You are to retype all of the data exactly as it appears.

- - -

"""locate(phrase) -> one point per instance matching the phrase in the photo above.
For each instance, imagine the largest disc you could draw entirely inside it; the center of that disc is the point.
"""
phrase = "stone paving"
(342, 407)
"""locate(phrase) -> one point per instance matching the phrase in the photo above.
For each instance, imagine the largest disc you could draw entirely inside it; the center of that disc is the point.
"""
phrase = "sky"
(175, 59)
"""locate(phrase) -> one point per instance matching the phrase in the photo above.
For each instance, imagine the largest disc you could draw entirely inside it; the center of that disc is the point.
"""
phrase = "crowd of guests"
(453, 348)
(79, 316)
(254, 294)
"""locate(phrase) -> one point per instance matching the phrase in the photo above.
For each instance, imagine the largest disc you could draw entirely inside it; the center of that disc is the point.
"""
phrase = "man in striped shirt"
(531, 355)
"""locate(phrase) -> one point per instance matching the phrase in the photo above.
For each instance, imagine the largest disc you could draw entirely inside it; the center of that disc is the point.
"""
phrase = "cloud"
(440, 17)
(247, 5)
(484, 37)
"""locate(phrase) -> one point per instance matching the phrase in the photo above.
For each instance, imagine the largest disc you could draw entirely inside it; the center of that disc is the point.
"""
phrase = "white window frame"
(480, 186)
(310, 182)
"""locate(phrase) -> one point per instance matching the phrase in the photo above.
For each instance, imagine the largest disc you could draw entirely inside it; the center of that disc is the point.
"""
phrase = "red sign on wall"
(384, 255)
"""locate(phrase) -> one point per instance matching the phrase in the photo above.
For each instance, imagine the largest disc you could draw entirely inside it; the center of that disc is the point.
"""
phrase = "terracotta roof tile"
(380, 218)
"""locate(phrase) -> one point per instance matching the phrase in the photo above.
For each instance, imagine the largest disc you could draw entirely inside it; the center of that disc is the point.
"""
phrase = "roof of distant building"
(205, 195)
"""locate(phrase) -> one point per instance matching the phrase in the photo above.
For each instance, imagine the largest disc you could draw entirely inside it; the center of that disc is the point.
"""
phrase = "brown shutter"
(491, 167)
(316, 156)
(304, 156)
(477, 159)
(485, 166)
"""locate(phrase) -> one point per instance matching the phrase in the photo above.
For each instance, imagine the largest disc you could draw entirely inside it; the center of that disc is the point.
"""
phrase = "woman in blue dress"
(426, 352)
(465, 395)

- - -

SOLUTION TO THIS PROBLEM>
"""locate(phrase) -> one point per instance matching the phrase in the photo above.
For each instance, imagine the largest disc you could draw entirely inside it; the center of that disc is the point.
"""
phrase = "stone paving"
(342, 407)
"""locate(phrase) -> one point per instance matching the phrase in the photo above.
For each instance, imagine the largest disc you could draw entirely inside it; the center of that disc is the point.
"""
phrase = "sky"
(175, 59)
"""locate(phrase) -> one point per instance matching the phrase in the photo above.
For each instance, imagine the largest disc you could draw entirely inside it; the center of that disc is the point.
"""
phrase = "crowd of guests"
(453, 348)
(79, 316)
(254, 294)
"""locate(phrase) -> one point per instance matching the phrase in the photo above.
For each instance, imagine the largest disc you could draw entirely inside it; the center of that disc is the point.
"""
phrase = "man in striped shirt"
(531, 355)
"""locate(phrase) -> one point per instance matching the phrase in the photo above.
For each instance, imagine the largest disc you could draw entirely inside it; the center of that disc is the point.
"""
phrase = "cloud"
(440, 17)
(247, 5)
(484, 37)
"""locate(phrase) -> one point per instance matching the phrase in the photo above.
For each instance, imagine the largest disc you could draw entirely inside it; the center of that disc is the point.
"""
phrase = "white window frame"
(480, 186)
(310, 182)
"""locate(phrase) -> one point per instance matching the phrase in the photo above.
For each instance, imagine the largest disc you could draw entirely inside it; the center of that disc is the point.
"""
phrase = "red sign on wall"
(384, 255)
"""locate(phrase) -> one point per instance matching the phrase in the photo above.
For each instance, imagine the largest disc you could draw entirely inside it; the center of that disc is the point.
"""
phrase = "terracotta roof tile"
(380, 218)
"""locate(phrase) -> one point per instance matching the phrase in the photo above.
For each instance, imagine the largest disc you could draw entirely inside it; the center of that disc is the point.
"""
phrase = "roof of distant building"
(205, 195)
"""locate(phrase) -> one point per instance matching the phrase in the photo above.
For each instance, imagine the largest disc you could draw entirely inside it; the center of that disc is the point.
"""
phrase = "brown shutter"
(491, 167)
(316, 156)
(304, 156)
(477, 159)
(485, 166)
"""locate(phrase) -> one point per instance matching the phrase in the photo above.
For each instance, imagine the largest disc you could draw entirely inside it; the center of that disc is the point.
"""
phrase = "woman in blue dress"
(426, 352)
(465, 395)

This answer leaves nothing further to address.